● What to do
Reproduce every item below line for line, with no changes.

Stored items
--------------------------------------------------
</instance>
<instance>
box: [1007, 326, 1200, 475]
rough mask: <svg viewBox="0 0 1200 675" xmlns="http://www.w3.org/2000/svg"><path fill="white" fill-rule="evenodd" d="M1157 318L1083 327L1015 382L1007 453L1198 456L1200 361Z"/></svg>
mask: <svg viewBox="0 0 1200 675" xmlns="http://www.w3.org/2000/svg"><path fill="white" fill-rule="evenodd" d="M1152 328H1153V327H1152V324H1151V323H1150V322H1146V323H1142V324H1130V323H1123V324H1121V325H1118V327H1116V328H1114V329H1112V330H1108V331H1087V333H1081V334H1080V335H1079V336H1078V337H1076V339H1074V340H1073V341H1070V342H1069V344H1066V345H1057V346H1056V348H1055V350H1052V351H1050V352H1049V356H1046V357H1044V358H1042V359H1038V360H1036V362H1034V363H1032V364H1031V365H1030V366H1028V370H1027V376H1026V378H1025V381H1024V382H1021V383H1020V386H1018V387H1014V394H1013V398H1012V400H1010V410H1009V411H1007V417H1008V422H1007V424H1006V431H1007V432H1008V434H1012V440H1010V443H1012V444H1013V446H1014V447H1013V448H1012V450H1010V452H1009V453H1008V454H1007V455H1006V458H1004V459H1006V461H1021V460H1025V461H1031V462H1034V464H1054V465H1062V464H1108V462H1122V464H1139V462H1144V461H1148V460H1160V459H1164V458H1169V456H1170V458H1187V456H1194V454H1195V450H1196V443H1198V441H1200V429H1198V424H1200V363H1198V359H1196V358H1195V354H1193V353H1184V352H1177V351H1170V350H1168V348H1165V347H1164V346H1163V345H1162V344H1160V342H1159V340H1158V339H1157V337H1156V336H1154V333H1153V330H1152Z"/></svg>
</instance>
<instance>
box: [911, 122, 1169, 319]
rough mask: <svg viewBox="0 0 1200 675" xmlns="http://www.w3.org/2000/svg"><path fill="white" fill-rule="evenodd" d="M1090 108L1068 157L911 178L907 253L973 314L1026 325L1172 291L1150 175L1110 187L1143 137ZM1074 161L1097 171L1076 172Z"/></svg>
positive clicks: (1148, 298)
--------------------------------------------------
● Response below
</instance>
<instance>
box: [1007, 326, 1200, 475]
rough mask: <svg viewBox="0 0 1200 675" xmlns="http://www.w3.org/2000/svg"><path fill="white" fill-rule="evenodd" d="M1157 318L1083 327L1015 382L1007 453L1198 456L1200 361Z"/></svg>
mask: <svg viewBox="0 0 1200 675" xmlns="http://www.w3.org/2000/svg"><path fill="white" fill-rule="evenodd" d="M1152 328H1153V327H1152V324H1151V323H1150V322H1146V323H1142V324H1130V323H1123V324H1121V325H1118V327H1116V328H1114V329H1112V330H1108V331H1087V333H1081V334H1080V335H1079V336H1078V337H1076V339H1074V340H1073V341H1070V342H1069V344H1066V345H1057V346H1056V348H1055V350H1052V351H1050V352H1049V356H1046V357H1044V358H1042V359H1038V360H1036V362H1034V363H1032V364H1031V365H1030V366H1028V370H1027V376H1026V378H1025V381H1024V382H1021V383H1020V386H1018V387H1014V394H1013V398H1012V400H1010V410H1009V411H1007V417H1008V422H1007V424H1006V431H1007V432H1008V434H1012V440H1010V443H1012V444H1013V446H1014V447H1013V448H1012V450H1010V452H1009V453H1008V454H1007V455H1006V458H1004V459H1006V461H1021V460H1025V461H1031V462H1034V464H1054V465H1062V464H1108V462H1122V464H1139V462H1144V461H1148V460H1160V459H1164V458H1169V456H1170V458H1187V456H1194V454H1195V450H1196V443H1198V441H1200V429H1198V424H1200V363H1198V359H1196V358H1195V354H1193V353H1184V352H1177V351H1170V350H1168V348H1165V347H1164V346H1163V345H1162V344H1160V342H1159V340H1158V339H1157V337H1156V336H1154V333H1153V330H1152Z"/></svg>
</instance>
<instance>
box: [911, 122, 1169, 319]
rough mask: <svg viewBox="0 0 1200 675" xmlns="http://www.w3.org/2000/svg"><path fill="white" fill-rule="evenodd" d="M1090 108L1068 157L911 178L907 253L973 314L1026 325L1172 291L1150 175L1110 187L1143 137ZM1074 161L1097 171L1076 172Z"/></svg>
positive clicks: (1148, 298)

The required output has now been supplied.